■ Labeled shape data ■
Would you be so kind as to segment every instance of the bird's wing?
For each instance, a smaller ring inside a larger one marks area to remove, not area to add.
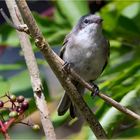
[[[106,59],[106,62],[104,64],[104,66],[103,66],[102,72],[104,71],[105,67],[108,64],[108,59],[109,59],[109,55],[110,55],[110,43],[109,43],[109,40],[106,39],[105,44],[106,44],[106,47],[107,47],[107,59]]]
[[[60,58],[62,58],[62,59],[63,59],[64,51],[65,51],[65,49],[66,49],[66,45],[67,45],[67,43],[68,43],[68,41],[69,41],[69,37],[70,37],[70,33],[69,33],[68,35],[66,35],[66,37],[65,37],[65,39],[64,39],[64,42],[63,42],[63,46],[62,46],[62,48],[61,48],[61,50],[60,50],[59,56],[60,56]]]

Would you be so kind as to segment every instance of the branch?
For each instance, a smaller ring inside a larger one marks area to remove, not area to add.
[[[15,27],[19,27],[18,25],[21,24],[21,22],[19,21],[19,18],[22,20],[22,17],[19,13],[18,8],[16,7],[15,1],[6,0],[6,4],[9,9],[9,12],[10,12],[10,15],[12,17]],[[18,14],[18,17],[17,17],[17,14]],[[39,77],[39,70],[38,70],[34,53],[32,51],[31,43],[29,41],[28,36],[25,33],[17,31],[17,35],[19,37],[21,48],[23,50],[25,61],[29,70],[32,88],[34,91],[34,97],[35,97],[36,105],[40,112],[41,122],[42,122],[45,135],[48,140],[55,140],[56,139],[55,132],[54,132],[52,122],[50,121],[49,110],[45,102],[43,87],[42,87],[41,80]]]
[[[41,31],[39,30],[31,11],[29,10],[25,0],[17,0],[17,5],[23,16],[25,23],[27,24],[32,38],[35,40],[37,47],[43,53],[48,64],[52,68],[53,72],[59,79],[61,85],[66,90],[66,93],[69,95],[71,100],[74,102],[76,107],[79,109],[80,113],[84,116],[88,122],[90,128],[94,132],[95,136],[98,139],[107,138],[105,131],[100,125],[99,121],[96,119],[95,115],[88,108],[85,101],[83,100],[80,93],[78,93],[76,87],[71,83],[71,80],[63,70],[62,65],[63,61],[52,51],[48,42],[43,37]],[[61,61],[60,61],[61,60]]]
[[[21,27],[20,30],[23,31],[23,32],[27,33],[27,31],[29,30],[28,27],[26,28],[26,31],[24,31],[25,30],[24,27],[23,28],[22,28],[22,26],[20,26],[20,27]],[[28,34],[29,34],[29,31],[28,31]],[[63,60],[59,56],[56,56],[56,59],[58,59],[62,64],[64,64]],[[84,87],[86,87],[90,91],[94,92],[94,88],[89,83],[87,83],[84,79],[82,79],[72,68],[70,69],[70,74],[72,75],[73,78],[76,78],[76,80],[79,83],[81,83]],[[97,96],[102,98],[107,103],[111,104],[113,107],[115,107],[119,111],[121,111],[124,114],[128,115],[129,117],[140,120],[140,116],[138,114],[136,114],[135,112],[133,112],[133,111],[127,109],[126,107],[122,106],[121,104],[119,104],[118,102],[116,102],[112,98],[108,97],[104,93],[100,92]]]

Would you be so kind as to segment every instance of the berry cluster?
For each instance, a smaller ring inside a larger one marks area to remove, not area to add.
[[[3,101],[2,98],[6,97],[7,100]],[[8,105],[6,105],[8,104]],[[8,106],[8,107],[7,107]],[[8,119],[4,119],[3,113],[0,112],[0,132],[3,134],[7,133],[8,128],[14,124],[18,123],[21,117],[24,116],[24,112],[29,108],[29,102],[24,98],[24,96],[18,96],[15,95],[4,95],[0,97],[0,110],[6,110]],[[28,126],[31,126],[33,130],[38,130],[39,126],[37,124],[29,124],[24,122],[19,122],[22,124],[26,124]]]

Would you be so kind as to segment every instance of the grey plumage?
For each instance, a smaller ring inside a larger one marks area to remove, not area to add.
[[[102,19],[96,15],[80,18],[77,25],[66,36],[60,57],[87,82],[96,80],[105,68],[109,56],[109,42],[102,34]],[[84,94],[84,87],[72,81],[77,90]],[[77,116],[76,107],[65,93],[58,106],[58,115],[64,115],[70,108],[70,115]]]

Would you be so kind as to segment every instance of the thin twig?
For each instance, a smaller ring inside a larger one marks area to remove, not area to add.
[[[21,25],[21,24],[23,25],[23,23],[19,21],[19,17],[17,17],[17,14],[18,14],[18,16],[20,16],[20,19],[22,19],[20,12],[18,10],[18,7],[16,7],[17,9],[15,10],[15,6],[16,6],[15,0],[12,0],[12,1],[6,0],[6,4],[9,9],[11,18],[13,20],[12,24],[16,25],[16,27],[19,27],[18,25]],[[39,69],[36,63],[34,53],[32,51],[31,43],[29,41],[28,36],[25,33],[17,31],[17,34],[18,34],[21,48],[23,50],[25,61],[29,70],[32,88],[34,91],[34,97],[35,97],[36,105],[40,112],[41,122],[42,122],[42,126],[46,135],[46,139],[55,140],[56,136],[55,136],[52,122],[50,121],[49,110],[45,102],[43,87],[42,87],[40,76],[39,76]]]
[[[5,20],[7,20],[5,18]],[[14,27],[14,26],[13,26]],[[17,29],[17,28],[15,28]],[[23,32],[24,31],[24,27],[21,27],[21,30]],[[27,27],[28,30],[28,27]],[[20,30],[19,30],[20,31]],[[26,32],[27,33],[27,32]],[[29,33],[28,33],[29,34]],[[58,60],[60,60],[60,58],[57,58]],[[64,63],[63,60],[60,60],[61,63]],[[84,79],[82,79],[72,68],[70,68],[70,74],[73,76],[73,78],[76,78],[77,81],[79,83],[81,83],[84,87],[86,87],[87,89],[89,89],[90,91],[94,92],[94,88],[87,83]],[[113,100],[111,97],[108,97],[107,95],[105,95],[104,93],[99,93],[97,96],[99,96],[100,98],[102,98],[104,101],[106,101],[107,103],[111,104],[113,107],[115,107],[116,109],[118,109],[119,111],[123,112],[124,114],[134,118],[134,119],[139,119],[140,120],[140,116],[138,114],[136,114],[135,112],[127,109],[126,107],[122,106],[121,104],[119,104],[117,101]]]
[[[78,93],[76,87],[71,83],[68,75],[62,70],[62,63],[57,59],[57,55],[49,47],[48,42],[43,37],[41,31],[39,30],[31,11],[29,10],[25,0],[17,0],[17,5],[22,14],[22,17],[27,24],[32,38],[35,40],[37,47],[43,53],[45,59],[49,63],[50,67],[56,74],[57,78],[61,82],[68,93],[71,100],[75,103],[76,107],[79,109],[81,114],[84,116],[88,122],[90,128],[94,132],[98,139],[107,138],[104,129],[100,125],[99,121],[96,119],[95,115],[86,105],[80,93]]]
[[[20,24],[20,25],[16,25],[16,24],[14,24],[9,18],[8,18],[8,16],[5,14],[5,12],[3,11],[3,9],[2,8],[0,8],[0,13],[1,13],[1,15],[3,16],[3,18],[6,20],[6,22],[11,26],[11,27],[13,27],[14,29],[16,29],[16,30],[18,30],[18,31],[20,31],[20,32],[25,32],[25,33],[27,33],[27,34],[30,34],[29,33],[29,30],[28,30],[28,27],[27,27],[27,25],[26,24]]]

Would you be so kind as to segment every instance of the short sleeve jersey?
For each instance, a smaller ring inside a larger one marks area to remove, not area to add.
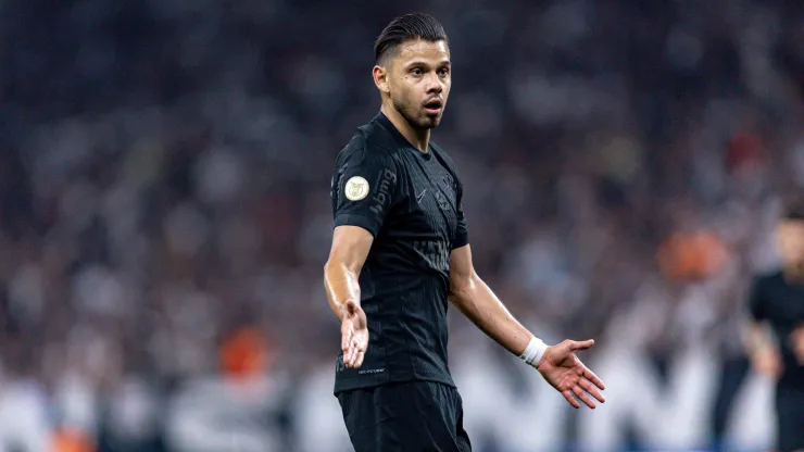
[[[782,272],[757,276],[749,307],[756,322],[770,324],[778,339],[784,366],[779,385],[804,390],[804,365],[795,359],[791,343],[795,328],[804,326],[804,285],[788,282]]]
[[[436,143],[414,148],[384,115],[340,151],[331,180],[335,227],[374,236],[360,274],[368,321],[363,365],[336,363],[335,392],[390,381],[454,386],[447,364],[450,254],[468,243],[463,187]]]

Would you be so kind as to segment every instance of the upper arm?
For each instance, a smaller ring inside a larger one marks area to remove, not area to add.
[[[397,165],[382,150],[354,139],[338,155],[331,180],[332,244],[328,264],[360,273],[374,238],[399,198]]]
[[[374,236],[362,227],[337,226],[332,233],[332,246],[329,249],[327,265],[342,265],[355,275],[360,275],[373,242]]]
[[[331,181],[335,227],[359,226],[376,237],[401,198],[399,178],[397,163],[385,150],[357,143],[342,151]]]
[[[472,248],[466,244],[452,250],[450,254],[450,294],[457,294],[470,288],[477,274],[472,263]]]

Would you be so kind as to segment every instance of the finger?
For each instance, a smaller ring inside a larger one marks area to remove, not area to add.
[[[580,403],[578,403],[578,401],[575,400],[575,398],[573,397],[573,393],[568,389],[561,391],[561,393],[562,395],[564,395],[564,399],[566,399],[567,402],[569,402],[569,404],[573,405],[574,409],[577,410],[580,407]]]
[[[587,395],[587,393],[583,392],[582,389],[580,389],[580,386],[574,386],[573,393],[575,393],[575,397],[577,397],[581,402],[586,403],[587,406],[589,406],[590,409],[594,410],[598,407],[598,405],[592,402],[592,399],[590,399],[589,395]]]
[[[360,339],[357,335],[352,337],[352,343],[349,344],[349,364],[354,367],[354,363],[357,361],[357,353],[360,353]]]
[[[594,387],[589,380],[581,379],[580,380],[580,387],[583,388],[585,391],[587,391],[590,395],[598,399],[598,402],[605,403],[606,398],[603,397],[603,394],[600,393],[598,388]]]
[[[590,371],[589,367],[587,366],[583,366],[583,378],[588,379],[589,381],[591,381],[594,386],[596,386],[600,389],[606,389],[606,386],[603,385],[603,381],[600,378],[598,378],[598,376],[594,375],[594,373]]]
[[[591,349],[592,346],[594,346],[594,339],[585,340],[581,342],[578,341],[569,341],[569,351],[577,351],[577,350],[587,350]]]
[[[349,349],[349,342],[352,341],[352,324],[344,322],[340,327],[340,349],[343,353]]]
[[[361,350],[357,352],[357,357],[354,360],[354,368],[359,368],[363,365],[363,359],[365,357],[366,352]]]

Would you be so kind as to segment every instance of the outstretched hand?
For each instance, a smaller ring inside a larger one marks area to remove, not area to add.
[[[596,405],[590,394],[600,403],[605,402],[605,398],[598,390],[605,389],[603,381],[575,355],[576,351],[587,350],[592,346],[594,346],[592,339],[582,342],[567,339],[557,346],[548,347],[536,366],[542,377],[576,409],[580,407],[578,400],[594,409]]]
[[[343,350],[343,365],[357,368],[363,364],[368,348],[368,324],[366,313],[352,300],[343,304],[340,348]]]

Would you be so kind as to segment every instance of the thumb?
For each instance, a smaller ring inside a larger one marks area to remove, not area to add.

■ WHAT THE TASK ASKS ■
Copy the data verbatim, from the line containing "the outstretched hand?" through the final line of the data.

■ OUTPUT OF THE TASK ■
Would you be so kind as to segment every instance of the outstretched hand?
For each instance, a smaller ring inside a larger one marks area to remove, not area to add.
[[[596,405],[590,394],[600,403],[605,402],[605,398],[598,390],[605,389],[603,381],[575,355],[576,351],[587,350],[592,346],[594,346],[592,339],[582,342],[567,339],[557,346],[548,347],[536,366],[542,377],[576,409],[580,407],[578,400],[594,409]]]
[[[343,350],[343,365],[357,368],[363,364],[368,348],[368,324],[366,313],[352,300],[343,304],[340,348]]]

Would you be so kind as to segment every instance of the thumb?
For each instance, a smaller ring inside a larger one marks area to remove, not area to add.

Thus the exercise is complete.